## Supplied material
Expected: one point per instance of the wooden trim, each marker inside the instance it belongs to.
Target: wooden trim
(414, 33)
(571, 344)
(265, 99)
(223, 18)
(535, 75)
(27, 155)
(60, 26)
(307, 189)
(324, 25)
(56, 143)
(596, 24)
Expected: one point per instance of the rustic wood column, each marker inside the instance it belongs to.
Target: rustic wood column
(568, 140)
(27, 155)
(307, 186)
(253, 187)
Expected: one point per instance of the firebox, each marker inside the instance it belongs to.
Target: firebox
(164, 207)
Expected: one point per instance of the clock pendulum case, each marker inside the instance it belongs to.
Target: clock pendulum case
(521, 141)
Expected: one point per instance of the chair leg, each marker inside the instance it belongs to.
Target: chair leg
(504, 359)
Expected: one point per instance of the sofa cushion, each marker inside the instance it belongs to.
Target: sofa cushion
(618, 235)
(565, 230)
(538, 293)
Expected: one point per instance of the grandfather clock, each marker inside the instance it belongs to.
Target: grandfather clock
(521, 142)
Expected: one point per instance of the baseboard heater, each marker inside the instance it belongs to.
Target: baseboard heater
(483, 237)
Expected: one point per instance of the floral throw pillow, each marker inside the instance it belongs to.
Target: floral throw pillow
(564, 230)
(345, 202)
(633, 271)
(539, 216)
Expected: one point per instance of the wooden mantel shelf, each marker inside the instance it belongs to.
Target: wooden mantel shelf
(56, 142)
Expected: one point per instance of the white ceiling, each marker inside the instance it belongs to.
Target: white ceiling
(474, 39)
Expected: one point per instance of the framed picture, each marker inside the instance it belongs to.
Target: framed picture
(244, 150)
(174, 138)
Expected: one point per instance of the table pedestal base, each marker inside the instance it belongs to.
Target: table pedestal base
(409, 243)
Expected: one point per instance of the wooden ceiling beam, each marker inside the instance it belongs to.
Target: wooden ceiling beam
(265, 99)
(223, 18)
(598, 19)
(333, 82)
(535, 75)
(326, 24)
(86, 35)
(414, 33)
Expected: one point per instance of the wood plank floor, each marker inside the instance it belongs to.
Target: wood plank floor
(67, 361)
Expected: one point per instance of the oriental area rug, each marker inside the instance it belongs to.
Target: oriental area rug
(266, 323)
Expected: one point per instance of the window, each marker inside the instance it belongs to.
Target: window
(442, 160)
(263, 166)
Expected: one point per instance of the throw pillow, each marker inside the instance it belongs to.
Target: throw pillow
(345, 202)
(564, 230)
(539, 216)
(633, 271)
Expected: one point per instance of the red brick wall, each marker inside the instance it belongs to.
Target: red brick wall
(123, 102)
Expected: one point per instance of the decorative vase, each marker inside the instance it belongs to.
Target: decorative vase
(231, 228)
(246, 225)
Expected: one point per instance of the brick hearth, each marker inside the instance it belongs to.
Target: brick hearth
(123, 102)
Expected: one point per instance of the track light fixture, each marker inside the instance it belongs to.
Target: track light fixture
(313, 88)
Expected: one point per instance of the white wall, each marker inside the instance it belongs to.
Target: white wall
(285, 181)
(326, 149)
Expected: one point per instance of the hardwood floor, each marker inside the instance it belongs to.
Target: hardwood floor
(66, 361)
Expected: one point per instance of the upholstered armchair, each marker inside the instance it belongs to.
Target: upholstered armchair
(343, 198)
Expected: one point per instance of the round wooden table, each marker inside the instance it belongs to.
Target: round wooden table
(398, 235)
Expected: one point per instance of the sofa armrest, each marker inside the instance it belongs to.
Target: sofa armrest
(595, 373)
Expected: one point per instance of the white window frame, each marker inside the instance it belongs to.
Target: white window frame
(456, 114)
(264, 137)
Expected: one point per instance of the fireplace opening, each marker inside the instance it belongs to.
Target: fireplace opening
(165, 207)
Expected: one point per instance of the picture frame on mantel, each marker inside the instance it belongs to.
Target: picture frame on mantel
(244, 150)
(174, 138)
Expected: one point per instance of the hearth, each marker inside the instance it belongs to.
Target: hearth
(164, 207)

## Task instructions
In full and without error, transcribe the listing.

## Response to the exercise
Expected: one point per instance of the wooden trim, each marker inside the instance it belongs to.
Target: wooden trim
(414, 33)
(571, 344)
(265, 99)
(223, 18)
(535, 75)
(27, 155)
(60, 26)
(307, 189)
(324, 25)
(56, 143)
(596, 24)
Expected: one point per instance of the rustic wood column, each marker inside the instance it belongs to.
Target: rustic wood column
(568, 140)
(27, 155)
(307, 186)
(253, 187)
Expected: one point per instance of the firebox, each marker inside the instance it belongs to.
Target: firebox
(164, 207)
Expected: one point per instance of the clock pendulum case, each marker inside the instance it belongs to.
Target: clock pendulum case
(521, 141)
Expected: one point per instance of the chair leg, each marker inside the instance it belongs to.
Target: chair leg
(504, 359)
Expected: one point per instance of the sofa cushion, each marker inside the instance it belongs to.
Target: sofa cushion
(618, 235)
(565, 230)
(538, 293)
Expected: one point per instance of the grandfather clock, each marker inside the instance it belongs to.
Target: grandfather clock
(521, 142)
Expected: one point per instance of the baseboard heater, each marker inside the instance it belongs to.
Target: baseboard heater
(483, 237)
Expected: one point per instance of the floral throw pillow, each marker inside the instance it belongs to.
Target: floral throw pillow
(564, 230)
(345, 202)
(633, 271)
(539, 216)
Expected: one point per instance of the wooden mantel shelf, each marker inside the instance it belongs to.
Target: wooden mantel shelf
(56, 142)
Expected: one point per instance of the white ceiling, each marker inside the instance it belongs to.
Target: white ceiling
(474, 39)
Expected: one point per instance of the framed picture, each marker inside the instance it belongs to.
Target: framed picture
(244, 150)
(174, 138)
Expected: one point per instance of the table pedestal base, each marker inside the instance it belongs to.
Target: table pedestal base
(409, 243)
Expected: one point per instance of the wooden ceiling beam, each marker inside the instance it belongs to.
Target: wooden ceiling beam
(265, 99)
(223, 18)
(598, 19)
(333, 82)
(535, 75)
(326, 24)
(86, 35)
(414, 33)
Expected: one point per instance of the wood plank floor, each marker inside the instance it belongs to.
Target: wood plank floor
(67, 361)
Expected: one point per instance of the oriental area rug, each marker inside the instance it belongs to.
Target: oriental area rug
(266, 323)
Expected: one point per instance of the window, each marker inside the instance it belongs to.
Target: window
(442, 160)
(263, 166)
Expected: one point per instance of the throw pillow, each marker inside the instance it belongs to.
Target: throw pillow
(345, 202)
(564, 230)
(539, 216)
(633, 271)
Expected: one point per instance of the red brick wall, each marker inside the instance it belongs to.
Target: red brick wall
(123, 102)
Expected: one point per instance of the decorative vase, each marker inside the instance it belongs to.
Target: decorative vase
(231, 228)
(246, 225)
Expected: one point per instance of the brick hearth, each marker inside the instance it belongs to.
Target: brick hearth
(123, 102)
Expected: one point per instance of the track light fixture, each marker inside the instance it belongs to.
Target: track light fixture
(313, 88)
Expected: one point per instance of the white wall, each marker inside the instance it belongs to.
Target: white wall
(285, 181)
(326, 149)
Expected: one point per instance of the hardwood floor, each marker inside the instance it belongs to.
Target: hardwood floor
(66, 361)
Expected: one point per instance of the upholstered armchair, each marker inside the instance it belongs to.
Target: upholstered armchair
(343, 198)
Expected: one point per instance of the round wooden table, each marker inside the instance it belongs to.
Target: round wooden table
(398, 235)
Expected: one point per instance of the sofa armrest, each marker inside the instance it belongs to.
Target: sofa armrest
(595, 373)
Expected: one point per instance of the white window frame, each marker inside the instance it belongs to.
Target: white window frame
(456, 114)
(264, 137)
Expected: one point per instance of the fireplace opening, each marker inside the instance it belongs to.
Target: fireplace opening
(165, 207)
Expected: one point per instance of the picture frame on mantel, each marker inside the instance it belongs to.
Target: picture frame on mantel
(244, 150)
(174, 138)
Expected: one point per instance of the hearth, each marker inside the instance it belongs to.
Target: hearth
(164, 207)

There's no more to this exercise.